What is required -
Retype the material that follows exactly, limited to the lines from the one with "Reviewer note: every instance of the tarantula" through the one with "Reviewer note: every instance of the gray", and keep out all pictures.

Given data -
*****

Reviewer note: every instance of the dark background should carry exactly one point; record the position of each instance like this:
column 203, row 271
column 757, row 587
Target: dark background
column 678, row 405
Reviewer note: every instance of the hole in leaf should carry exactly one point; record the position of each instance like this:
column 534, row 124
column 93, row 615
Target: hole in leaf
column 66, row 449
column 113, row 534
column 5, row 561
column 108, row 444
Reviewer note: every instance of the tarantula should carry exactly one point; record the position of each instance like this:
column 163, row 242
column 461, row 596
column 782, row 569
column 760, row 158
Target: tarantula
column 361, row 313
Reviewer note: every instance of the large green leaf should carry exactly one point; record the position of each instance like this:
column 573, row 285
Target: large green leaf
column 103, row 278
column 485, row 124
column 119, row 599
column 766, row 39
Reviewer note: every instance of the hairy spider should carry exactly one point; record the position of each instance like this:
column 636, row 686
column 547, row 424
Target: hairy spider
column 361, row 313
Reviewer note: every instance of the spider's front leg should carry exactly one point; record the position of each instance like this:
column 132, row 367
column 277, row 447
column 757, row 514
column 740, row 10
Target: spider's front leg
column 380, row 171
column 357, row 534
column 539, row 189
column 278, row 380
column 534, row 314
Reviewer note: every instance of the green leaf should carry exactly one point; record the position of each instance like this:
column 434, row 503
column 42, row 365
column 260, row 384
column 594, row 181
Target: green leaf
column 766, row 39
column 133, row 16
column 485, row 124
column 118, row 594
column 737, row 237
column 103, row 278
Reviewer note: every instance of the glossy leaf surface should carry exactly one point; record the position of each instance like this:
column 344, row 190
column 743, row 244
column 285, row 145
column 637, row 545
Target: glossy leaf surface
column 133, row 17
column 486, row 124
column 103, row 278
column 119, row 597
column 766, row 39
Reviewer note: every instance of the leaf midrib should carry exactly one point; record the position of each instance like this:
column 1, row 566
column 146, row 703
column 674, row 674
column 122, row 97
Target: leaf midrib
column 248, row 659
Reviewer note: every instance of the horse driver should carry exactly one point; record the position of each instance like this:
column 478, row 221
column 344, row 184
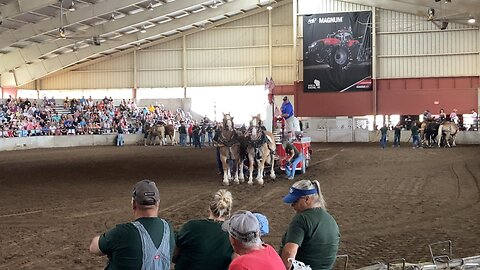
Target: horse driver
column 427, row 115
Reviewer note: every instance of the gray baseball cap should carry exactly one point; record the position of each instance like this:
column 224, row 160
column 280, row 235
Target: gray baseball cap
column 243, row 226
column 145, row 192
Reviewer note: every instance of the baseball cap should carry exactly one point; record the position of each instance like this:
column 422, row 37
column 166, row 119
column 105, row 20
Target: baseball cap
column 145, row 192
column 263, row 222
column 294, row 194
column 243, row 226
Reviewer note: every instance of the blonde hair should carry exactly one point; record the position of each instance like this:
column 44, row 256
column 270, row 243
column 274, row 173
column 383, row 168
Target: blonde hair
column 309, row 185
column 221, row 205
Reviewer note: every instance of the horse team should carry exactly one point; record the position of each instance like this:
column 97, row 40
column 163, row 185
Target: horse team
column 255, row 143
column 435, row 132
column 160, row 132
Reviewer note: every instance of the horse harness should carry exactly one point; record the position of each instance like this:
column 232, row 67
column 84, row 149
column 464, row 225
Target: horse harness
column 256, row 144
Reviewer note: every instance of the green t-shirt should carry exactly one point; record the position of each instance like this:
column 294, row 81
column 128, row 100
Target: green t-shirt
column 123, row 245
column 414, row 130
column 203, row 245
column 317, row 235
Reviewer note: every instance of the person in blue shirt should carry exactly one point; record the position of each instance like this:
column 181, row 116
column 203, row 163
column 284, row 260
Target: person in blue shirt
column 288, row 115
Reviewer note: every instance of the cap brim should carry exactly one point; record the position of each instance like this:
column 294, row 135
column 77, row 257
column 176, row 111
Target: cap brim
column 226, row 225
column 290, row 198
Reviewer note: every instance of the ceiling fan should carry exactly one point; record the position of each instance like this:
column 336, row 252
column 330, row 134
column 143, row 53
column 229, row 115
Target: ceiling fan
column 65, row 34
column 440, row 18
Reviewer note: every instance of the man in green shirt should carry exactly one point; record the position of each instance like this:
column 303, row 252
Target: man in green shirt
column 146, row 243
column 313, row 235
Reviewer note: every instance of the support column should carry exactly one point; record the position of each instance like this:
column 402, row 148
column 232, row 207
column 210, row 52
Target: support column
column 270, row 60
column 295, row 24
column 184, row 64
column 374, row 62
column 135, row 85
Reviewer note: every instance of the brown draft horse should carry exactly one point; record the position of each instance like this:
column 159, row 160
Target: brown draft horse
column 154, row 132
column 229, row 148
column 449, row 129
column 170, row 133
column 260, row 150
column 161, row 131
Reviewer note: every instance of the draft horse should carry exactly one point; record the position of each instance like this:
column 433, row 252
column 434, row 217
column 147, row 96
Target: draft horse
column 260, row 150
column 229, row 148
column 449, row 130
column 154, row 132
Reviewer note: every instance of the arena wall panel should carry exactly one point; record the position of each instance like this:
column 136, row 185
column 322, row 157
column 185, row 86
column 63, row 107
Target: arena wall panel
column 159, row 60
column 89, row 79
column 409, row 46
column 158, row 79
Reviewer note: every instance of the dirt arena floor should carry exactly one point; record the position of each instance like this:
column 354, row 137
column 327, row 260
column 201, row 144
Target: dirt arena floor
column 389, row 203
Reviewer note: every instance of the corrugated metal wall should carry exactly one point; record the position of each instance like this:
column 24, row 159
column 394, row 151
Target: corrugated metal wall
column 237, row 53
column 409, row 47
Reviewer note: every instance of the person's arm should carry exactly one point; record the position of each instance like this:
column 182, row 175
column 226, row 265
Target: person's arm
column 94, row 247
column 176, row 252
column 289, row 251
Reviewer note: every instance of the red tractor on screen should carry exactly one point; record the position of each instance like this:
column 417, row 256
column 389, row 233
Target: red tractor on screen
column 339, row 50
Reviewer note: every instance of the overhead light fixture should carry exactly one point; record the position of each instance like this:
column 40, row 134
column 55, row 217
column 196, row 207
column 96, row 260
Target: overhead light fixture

*****

Completed exercise -
Reviewer note: every instance of the tarantula should carry exactly one point; record the position of each instance like this:
column 163, row 242
column 461, row 596
column 782, row 569
column 760, row 158
Target: tarantula
column 361, row 313
Reviewer note: every instance of the large green leaf should carry exactly one point; record the position of each instance like this:
column 573, row 285
Target: large green leaf
column 103, row 278
column 485, row 124
column 119, row 599
column 766, row 39
Reviewer note: every instance of the hairy spider should carry exactly one point; record the position of each instance like this:
column 636, row 686
column 547, row 424
Target: hairy spider
column 361, row 313
Reviewer note: every instance of the spider's front leg should carry exactly one point; record the position of each instance like this:
column 132, row 367
column 277, row 447
column 757, row 514
column 740, row 10
Target: spider's front leg
column 380, row 171
column 357, row 534
column 539, row 189
column 278, row 380
column 534, row 314
Reviewer note: every instance of the green leaf should carry exactly one point; record the position of each instance like this:
column 434, row 503
column 42, row 365
column 260, row 384
column 594, row 181
Target: green leaf
column 766, row 39
column 133, row 16
column 485, row 124
column 118, row 594
column 737, row 237
column 103, row 278
Reviewer note: every instance of the glossy leaf surface should carry exactly one point; record the position of each instance like this:
column 344, row 190
column 743, row 244
column 285, row 145
column 637, row 545
Target: glossy leaf surface
column 133, row 17
column 486, row 124
column 103, row 278
column 119, row 597
column 766, row 39
Reviewer note: every instance of the leaf midrib should carry exactly one point; record the position of each instance like this:
column 1, row 566
column 146, row 703
column 674, row 674
column 122, row 97
Target: leaf midrib
column 248, row 659
Reviewer note: every instance of the horse driver should carry exactly one point; record the position of each instance like this:
column 478, row 221
column 344, row 184
Target: horse driver
column 427, row 115
Reviewer note: every instance of the gray baseball cap should carry exactly one point; record the position of each instance like this:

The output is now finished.